## Short task:
Go to the line that contains "For the benchmark, provide one point per instance of the moored" and extract it along with every line after it, exactly, through the end of the data below.

## Data for this exercise:
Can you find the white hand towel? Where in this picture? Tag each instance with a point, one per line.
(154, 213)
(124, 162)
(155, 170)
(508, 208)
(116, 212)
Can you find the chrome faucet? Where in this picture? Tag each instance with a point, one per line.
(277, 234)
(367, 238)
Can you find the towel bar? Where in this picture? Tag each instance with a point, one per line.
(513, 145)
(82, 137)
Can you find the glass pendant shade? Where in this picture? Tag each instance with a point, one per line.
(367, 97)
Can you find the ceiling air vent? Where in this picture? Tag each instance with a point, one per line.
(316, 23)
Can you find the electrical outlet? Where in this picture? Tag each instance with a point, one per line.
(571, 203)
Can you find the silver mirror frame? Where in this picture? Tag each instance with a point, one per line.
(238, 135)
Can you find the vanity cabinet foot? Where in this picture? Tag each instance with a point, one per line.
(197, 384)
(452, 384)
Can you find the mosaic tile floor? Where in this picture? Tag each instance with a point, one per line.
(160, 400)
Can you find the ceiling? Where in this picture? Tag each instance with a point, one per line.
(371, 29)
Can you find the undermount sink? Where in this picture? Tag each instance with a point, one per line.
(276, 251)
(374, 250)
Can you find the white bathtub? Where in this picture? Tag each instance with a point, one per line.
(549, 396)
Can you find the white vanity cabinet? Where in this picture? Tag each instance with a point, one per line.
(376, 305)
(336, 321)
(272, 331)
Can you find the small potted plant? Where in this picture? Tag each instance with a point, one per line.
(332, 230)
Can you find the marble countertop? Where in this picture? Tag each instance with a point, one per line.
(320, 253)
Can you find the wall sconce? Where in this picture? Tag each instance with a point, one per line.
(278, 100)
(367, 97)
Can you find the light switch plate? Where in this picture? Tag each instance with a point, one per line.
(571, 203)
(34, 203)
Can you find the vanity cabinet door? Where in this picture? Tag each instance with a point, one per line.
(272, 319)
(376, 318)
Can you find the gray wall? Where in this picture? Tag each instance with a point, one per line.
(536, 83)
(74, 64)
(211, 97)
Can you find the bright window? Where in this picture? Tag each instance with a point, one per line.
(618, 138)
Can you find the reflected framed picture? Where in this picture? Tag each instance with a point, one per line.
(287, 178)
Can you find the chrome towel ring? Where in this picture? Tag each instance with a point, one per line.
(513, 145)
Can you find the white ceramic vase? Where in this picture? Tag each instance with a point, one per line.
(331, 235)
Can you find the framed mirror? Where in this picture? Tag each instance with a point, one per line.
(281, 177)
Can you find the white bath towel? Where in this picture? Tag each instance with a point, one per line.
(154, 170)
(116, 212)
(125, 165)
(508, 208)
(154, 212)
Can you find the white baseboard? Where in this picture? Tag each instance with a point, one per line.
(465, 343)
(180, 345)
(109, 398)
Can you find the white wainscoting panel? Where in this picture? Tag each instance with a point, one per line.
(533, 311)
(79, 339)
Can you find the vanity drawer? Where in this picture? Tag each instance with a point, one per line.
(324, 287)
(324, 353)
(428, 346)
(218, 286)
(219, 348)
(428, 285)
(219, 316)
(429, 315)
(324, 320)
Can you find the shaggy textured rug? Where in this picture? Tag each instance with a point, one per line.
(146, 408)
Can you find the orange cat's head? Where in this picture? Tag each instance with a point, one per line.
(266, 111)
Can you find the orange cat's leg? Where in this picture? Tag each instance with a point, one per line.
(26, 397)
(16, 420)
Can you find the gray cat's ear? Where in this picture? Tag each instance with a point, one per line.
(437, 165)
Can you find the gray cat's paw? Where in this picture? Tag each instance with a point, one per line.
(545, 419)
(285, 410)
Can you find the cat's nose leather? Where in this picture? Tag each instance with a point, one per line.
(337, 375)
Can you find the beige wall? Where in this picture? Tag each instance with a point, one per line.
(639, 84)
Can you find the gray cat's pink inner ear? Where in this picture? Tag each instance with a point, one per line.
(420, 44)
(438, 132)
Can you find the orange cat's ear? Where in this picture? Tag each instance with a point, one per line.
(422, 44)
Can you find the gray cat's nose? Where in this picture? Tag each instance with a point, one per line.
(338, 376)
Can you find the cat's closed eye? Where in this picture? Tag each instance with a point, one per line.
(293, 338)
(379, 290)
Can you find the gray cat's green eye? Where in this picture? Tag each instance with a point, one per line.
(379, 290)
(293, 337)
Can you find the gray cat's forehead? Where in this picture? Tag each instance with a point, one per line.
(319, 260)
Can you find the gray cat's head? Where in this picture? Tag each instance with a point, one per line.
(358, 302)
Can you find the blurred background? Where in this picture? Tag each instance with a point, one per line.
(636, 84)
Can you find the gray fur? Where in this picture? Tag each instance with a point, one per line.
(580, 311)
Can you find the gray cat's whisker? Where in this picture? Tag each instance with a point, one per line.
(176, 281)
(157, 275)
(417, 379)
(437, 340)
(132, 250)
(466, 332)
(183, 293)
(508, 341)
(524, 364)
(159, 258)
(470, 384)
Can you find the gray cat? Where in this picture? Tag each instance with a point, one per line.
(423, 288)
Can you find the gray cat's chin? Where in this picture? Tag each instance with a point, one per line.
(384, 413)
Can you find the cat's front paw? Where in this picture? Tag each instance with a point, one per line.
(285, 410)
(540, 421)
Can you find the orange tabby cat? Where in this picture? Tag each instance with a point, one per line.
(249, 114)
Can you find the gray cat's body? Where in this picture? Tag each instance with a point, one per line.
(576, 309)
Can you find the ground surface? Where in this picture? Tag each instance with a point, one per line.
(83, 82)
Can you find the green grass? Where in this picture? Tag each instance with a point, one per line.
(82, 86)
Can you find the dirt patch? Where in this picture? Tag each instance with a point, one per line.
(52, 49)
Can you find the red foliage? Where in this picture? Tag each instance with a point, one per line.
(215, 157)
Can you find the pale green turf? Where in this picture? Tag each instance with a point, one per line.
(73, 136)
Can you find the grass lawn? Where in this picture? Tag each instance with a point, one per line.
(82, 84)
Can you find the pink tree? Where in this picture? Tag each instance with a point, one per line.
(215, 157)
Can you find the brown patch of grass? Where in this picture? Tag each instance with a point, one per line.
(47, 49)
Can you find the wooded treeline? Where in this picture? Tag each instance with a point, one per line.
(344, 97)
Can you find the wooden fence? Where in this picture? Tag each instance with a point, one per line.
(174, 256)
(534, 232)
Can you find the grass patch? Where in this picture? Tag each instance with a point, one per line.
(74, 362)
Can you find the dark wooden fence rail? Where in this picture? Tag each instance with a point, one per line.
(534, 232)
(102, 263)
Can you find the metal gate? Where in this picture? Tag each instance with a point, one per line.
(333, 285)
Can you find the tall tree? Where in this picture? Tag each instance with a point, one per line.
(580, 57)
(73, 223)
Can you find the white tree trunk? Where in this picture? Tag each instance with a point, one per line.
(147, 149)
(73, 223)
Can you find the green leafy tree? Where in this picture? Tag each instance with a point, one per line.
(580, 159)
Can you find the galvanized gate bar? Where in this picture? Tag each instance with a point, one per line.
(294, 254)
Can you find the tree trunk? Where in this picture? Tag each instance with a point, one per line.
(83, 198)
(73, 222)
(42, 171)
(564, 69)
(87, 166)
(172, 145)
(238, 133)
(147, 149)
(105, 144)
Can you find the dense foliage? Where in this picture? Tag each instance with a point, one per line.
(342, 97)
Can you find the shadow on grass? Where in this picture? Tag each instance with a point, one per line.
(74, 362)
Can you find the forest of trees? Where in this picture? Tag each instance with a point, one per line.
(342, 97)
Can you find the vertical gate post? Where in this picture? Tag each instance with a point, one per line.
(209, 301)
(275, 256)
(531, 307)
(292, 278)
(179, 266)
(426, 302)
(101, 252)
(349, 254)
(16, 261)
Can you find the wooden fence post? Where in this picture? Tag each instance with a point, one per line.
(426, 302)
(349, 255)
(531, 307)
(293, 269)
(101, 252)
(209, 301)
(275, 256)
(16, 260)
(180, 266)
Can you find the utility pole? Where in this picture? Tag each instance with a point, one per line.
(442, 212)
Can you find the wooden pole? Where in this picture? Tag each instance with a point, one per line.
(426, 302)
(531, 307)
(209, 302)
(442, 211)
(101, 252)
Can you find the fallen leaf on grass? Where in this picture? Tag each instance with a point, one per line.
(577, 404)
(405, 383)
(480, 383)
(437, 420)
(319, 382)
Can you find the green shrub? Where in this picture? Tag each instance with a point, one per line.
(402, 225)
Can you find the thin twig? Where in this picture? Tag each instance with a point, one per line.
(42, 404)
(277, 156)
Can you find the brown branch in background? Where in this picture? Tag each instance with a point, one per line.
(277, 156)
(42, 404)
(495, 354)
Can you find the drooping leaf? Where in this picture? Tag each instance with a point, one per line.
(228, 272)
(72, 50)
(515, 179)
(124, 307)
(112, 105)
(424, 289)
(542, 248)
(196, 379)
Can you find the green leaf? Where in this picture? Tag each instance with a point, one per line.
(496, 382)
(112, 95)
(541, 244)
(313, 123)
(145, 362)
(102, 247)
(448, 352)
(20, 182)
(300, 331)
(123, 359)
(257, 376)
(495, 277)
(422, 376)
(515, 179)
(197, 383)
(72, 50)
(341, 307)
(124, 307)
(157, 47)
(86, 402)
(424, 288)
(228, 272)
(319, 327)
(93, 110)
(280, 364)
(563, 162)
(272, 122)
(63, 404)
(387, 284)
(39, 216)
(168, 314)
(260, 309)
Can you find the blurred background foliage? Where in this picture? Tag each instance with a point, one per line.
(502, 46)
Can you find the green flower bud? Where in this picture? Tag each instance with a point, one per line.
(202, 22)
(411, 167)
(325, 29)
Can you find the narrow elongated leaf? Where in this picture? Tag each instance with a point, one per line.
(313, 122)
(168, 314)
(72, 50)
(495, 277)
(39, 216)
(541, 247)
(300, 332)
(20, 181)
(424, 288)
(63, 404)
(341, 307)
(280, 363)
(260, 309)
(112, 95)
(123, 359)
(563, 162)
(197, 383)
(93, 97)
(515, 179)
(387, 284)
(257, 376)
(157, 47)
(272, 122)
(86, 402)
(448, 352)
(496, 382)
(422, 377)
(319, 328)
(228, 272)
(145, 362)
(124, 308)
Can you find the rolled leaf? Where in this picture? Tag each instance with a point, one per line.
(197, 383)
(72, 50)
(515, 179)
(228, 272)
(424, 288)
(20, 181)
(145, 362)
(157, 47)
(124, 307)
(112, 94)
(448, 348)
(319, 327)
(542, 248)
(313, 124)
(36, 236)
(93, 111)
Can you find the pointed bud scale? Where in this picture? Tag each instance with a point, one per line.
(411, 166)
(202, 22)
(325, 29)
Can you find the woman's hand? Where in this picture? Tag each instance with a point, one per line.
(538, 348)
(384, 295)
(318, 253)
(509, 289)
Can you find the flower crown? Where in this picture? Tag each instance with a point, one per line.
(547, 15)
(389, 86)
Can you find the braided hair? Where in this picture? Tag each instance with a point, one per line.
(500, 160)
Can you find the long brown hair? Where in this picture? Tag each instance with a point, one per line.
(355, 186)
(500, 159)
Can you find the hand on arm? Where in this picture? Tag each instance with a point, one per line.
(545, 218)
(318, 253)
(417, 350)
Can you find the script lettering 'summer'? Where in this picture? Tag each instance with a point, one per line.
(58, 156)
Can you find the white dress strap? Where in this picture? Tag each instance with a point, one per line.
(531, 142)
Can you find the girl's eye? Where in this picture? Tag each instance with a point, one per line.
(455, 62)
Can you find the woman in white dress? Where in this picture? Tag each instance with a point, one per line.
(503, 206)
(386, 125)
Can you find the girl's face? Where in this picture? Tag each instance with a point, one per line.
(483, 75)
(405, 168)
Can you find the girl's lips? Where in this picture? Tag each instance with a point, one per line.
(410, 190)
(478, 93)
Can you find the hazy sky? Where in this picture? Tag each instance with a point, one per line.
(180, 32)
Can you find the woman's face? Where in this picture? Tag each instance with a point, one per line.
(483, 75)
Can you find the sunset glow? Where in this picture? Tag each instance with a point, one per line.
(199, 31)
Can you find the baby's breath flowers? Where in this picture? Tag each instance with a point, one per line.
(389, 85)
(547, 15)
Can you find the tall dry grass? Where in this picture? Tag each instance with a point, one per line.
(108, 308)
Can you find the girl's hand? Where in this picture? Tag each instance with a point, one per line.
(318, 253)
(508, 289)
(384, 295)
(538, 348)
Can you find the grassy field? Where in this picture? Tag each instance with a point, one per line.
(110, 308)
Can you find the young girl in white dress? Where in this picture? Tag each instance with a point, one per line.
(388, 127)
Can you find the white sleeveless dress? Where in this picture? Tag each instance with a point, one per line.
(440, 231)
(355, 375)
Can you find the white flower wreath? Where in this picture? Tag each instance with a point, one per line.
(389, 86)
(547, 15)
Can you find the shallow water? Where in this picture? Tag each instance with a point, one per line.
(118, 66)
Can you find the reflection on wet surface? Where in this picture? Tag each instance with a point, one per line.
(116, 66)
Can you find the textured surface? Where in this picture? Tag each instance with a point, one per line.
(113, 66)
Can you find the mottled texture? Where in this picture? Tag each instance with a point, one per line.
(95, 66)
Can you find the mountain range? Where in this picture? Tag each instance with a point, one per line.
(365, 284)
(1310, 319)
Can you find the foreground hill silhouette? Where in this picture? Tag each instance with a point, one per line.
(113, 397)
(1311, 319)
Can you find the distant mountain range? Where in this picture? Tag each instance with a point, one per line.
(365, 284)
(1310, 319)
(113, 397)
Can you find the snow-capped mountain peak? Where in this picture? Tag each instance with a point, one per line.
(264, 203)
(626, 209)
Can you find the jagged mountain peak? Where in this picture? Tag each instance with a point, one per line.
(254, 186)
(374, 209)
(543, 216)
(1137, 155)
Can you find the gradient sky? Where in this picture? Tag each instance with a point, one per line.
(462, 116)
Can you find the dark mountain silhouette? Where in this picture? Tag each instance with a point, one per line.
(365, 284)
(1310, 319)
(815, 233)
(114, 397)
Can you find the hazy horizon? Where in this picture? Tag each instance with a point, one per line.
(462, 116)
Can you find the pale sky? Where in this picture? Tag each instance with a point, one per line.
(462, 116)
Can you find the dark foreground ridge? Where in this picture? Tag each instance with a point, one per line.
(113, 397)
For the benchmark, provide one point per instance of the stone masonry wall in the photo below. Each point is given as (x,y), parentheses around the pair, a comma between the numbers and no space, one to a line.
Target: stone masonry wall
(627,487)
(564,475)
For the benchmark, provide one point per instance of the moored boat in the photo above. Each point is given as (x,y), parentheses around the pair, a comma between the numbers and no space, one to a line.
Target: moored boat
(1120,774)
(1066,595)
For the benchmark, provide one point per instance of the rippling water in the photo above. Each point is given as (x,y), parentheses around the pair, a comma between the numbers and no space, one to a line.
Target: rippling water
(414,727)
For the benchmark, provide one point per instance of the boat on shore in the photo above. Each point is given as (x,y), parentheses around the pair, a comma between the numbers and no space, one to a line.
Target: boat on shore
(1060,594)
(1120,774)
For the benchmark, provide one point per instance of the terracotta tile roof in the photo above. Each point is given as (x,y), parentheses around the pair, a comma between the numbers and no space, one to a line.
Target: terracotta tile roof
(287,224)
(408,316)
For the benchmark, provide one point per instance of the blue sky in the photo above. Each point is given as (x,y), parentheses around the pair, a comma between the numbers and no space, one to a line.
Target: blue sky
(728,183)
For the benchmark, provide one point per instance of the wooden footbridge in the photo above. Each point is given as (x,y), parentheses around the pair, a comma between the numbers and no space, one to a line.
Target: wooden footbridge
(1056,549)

## Solution for this problem:
For the benchmark, provide one point per instance of the moored boat in the photo above. Each point is given as (x,y), parentheses around the pair, a comma between the numbers and no space, one to a line.
Target: moored boat
(1120,774)
(1066,595)
For the benchmark, provide one point per instance of the rippling water in the photo above. Each point is given as (x,y), parentheses around the pair, a comma between the numbers and no space, one to a line.
Target: rippling water
(414,727)
For the benchmark, provide one point per instance of the boat on shore in the photo above. Each point is given as (x,y), parentheses around the pair, a comma between the numbers and no space, one to a line.
Target: boat on shore
(1060,594)
(1120,774)
For the benchmark, provide one point per instance of the terracotta tile roof in the photo above. Each point is given as (x,y), parentheses around the pair, a comma between the numbers and no space, one to a line.
Target: terracotta tile roof
(287,224)
(408,316)
For the benchmark, provide one point per instance of the blue sky in the photo above. Each point is given as (x,y), parentheses around the pair, a comma between the numbers and no space, one to a line.
Target: blue sky
(728,183)
For the benchmark, provide one point per instance of the wooden footbridge in the photo above. Each point is given as (x,y), parentheses around the pair, a comma between the numbers and no space, one to a line.
Target: wooden footbridge
(1056,549)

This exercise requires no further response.